───── QUOTED TEXT
The Great North American Ibis Demo Tour is making a 4 day pit stop next week in Lake Tahoe/Truckee.

From July 27-30 (Thursday - Sunday) we'll be set up at Tahoe Donner which is adjacent to the town of Truckee. Specifically, we'll be set up at the beautiful Alder Creek Adventure Center, which serves as the nordic center in the winter and mountain bike center in the summer, AND it has a restaurant and bar on the grounds! There are plenty of fun trails of varying skill levels right from the parking lot. If you want to go try out a different trail, we'll be letting bikes out for longer periods and OVERNIGHT as well.

Alder Creek Adventure Center at Tahoe Donner
15275 Alder Creek Rd, Truckee, California, 96161

Reservations are not necessary but are encouraged if you want to be sure there's a bike available. To reserve a bike send an email to kirk@ibiscycles.com with the subject line with your first & last name Truckee demo 2017.  In the email include your name, phone number, bike model, size, & your ride weight. We will send a confirmation email but it may take time as Kirk our demo driver is often driving or at another demo.
──────────
───── DATASET RECORDS
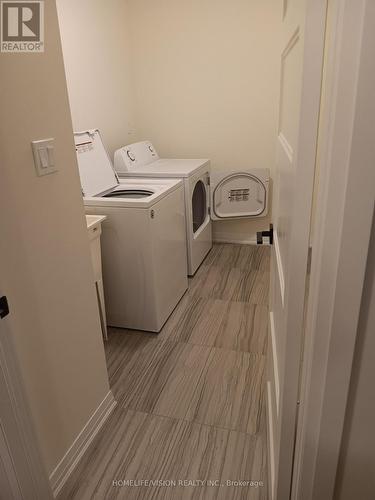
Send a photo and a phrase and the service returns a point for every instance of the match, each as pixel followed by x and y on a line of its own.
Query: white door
pixel 22 473
pixel 301 59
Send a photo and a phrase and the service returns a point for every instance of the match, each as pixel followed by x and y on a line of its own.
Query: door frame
pixel 345 209
pixel 23 465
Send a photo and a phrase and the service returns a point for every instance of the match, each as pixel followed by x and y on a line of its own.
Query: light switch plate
pixel 44 158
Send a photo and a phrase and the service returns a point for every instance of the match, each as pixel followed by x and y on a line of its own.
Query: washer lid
pixel 239 194
pixel 95 167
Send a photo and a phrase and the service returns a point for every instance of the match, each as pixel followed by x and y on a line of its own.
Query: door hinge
pixel 4 307
pixel 262 234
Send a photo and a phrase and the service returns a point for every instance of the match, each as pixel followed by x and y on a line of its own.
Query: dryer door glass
pixel 199 205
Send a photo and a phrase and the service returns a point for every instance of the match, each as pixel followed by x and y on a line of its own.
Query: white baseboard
pixel 240 239
pixel 71 458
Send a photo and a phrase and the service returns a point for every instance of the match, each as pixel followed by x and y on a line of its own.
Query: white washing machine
pixel 143 238
pixel 229 194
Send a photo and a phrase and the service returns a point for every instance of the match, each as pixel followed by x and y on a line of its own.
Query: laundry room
pixel 196 79
pixel 184 312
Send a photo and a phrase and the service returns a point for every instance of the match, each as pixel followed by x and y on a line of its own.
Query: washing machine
pixel 143 238
pixel 219 195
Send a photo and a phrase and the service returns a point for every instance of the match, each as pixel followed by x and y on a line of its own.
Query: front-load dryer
pixel 218 195
pixel 143 238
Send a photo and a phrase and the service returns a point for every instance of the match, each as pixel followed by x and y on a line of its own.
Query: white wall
pixel 355 475
pixel 96 54
pixel 204 79
pixel 45 266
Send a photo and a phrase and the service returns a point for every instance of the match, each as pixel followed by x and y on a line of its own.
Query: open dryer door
pixel 239 194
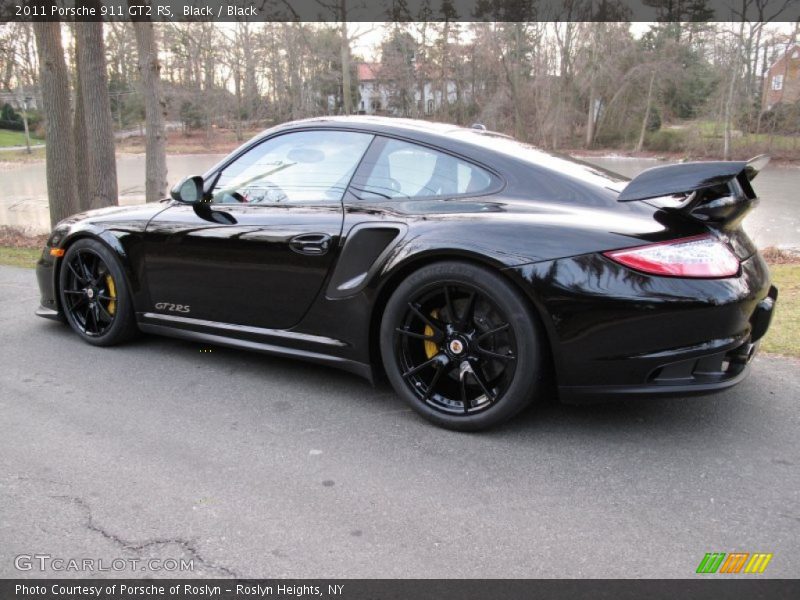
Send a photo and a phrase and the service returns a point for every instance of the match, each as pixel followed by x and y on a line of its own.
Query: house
pixel 376 92
pixel 782 80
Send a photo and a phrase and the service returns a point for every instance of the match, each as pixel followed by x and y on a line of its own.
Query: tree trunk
pixel 82 166
pixel 97 113
pixel 647 109
pixel 155 108
pixel 60 152
pixel 347 100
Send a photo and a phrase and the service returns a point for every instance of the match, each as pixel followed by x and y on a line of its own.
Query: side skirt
pixel 361 369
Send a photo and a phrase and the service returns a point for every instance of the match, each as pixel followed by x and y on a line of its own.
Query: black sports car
pixel 465 265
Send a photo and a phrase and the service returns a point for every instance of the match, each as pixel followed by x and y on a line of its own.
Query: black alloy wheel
pixel 460 344
pixel 94 294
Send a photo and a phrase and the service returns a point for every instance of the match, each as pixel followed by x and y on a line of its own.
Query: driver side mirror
pixel 189 190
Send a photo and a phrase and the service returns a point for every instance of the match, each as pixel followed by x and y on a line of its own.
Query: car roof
pixel 467 140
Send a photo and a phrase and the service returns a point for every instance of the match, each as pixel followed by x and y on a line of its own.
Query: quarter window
pixel 306 166
pixel 403 170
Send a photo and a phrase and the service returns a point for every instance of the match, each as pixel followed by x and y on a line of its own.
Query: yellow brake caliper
pixel 112 292
pixel 431 349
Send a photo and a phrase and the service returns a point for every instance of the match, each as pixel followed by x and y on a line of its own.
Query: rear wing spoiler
pixel 713 192
pixel 685 178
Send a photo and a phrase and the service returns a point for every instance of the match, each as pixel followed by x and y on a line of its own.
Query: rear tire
pixel 461 346
pixel 94 294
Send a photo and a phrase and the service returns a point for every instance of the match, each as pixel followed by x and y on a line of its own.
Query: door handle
pixel 314 244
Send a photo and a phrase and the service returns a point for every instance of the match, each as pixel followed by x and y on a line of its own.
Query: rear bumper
──────────
— TO BE DONE —
1. Reproduce the passage of the Ibis demo tour announcement from "Alder Creek Adventure Center at" to "at another demo.", character for character.
2. Answer these from the Ibis demo tour announcement:
(a) On which dates will the demo be held?
(b) What is the street address of the Alder Creek Adventure Center?
(c) What details should a reservation email include?
3. Resume the Ibis demo tour announcement after its final sentence and keep writing.

— RESPONSES IN ORDER —
1.
Alder Creek Adventure Center at Tahoe Donner
15275 Alder Creek Rd, Truckee, California, 96161

Reservations are not necessary but are encouraged if you want to be sure there's a bike available. To reserve a bike send an email to kirk@ibiscycles.com with the subject line with your first & last name Truckee demo 2017.  In the email include your name, phone number, bike model, size, & your ride weight. We will send a confirmation email but it may take time as Kirk our demo driver is often driving or at another demo.

2.
(a) July 27-30 (Thursday - Sunday).
(b) 15275 Alder Creek Rd, Truckee, California, 96161.
(c) Your name, phone number, bike model, size, and ride weight.

3.
Each day we will have 3 time periods for demos: 10-1, 1-4, & 4p.m. checkout with next day return at 9:30a.m. Please allow time for bike setup for you & others. 

Lunch is available at the ACAC, and it's quite good excellent. There's also beer and wine for after your ride, and they open the bar on Friday from 4PM - 8PM and Saturday from 11AM - 8PM.

The demo is free, but we will be encouraging a $20 donation that will benefit the Truckee Donner Land Trust, who are doing great work preserving lands in the Truckee/Tahoe area.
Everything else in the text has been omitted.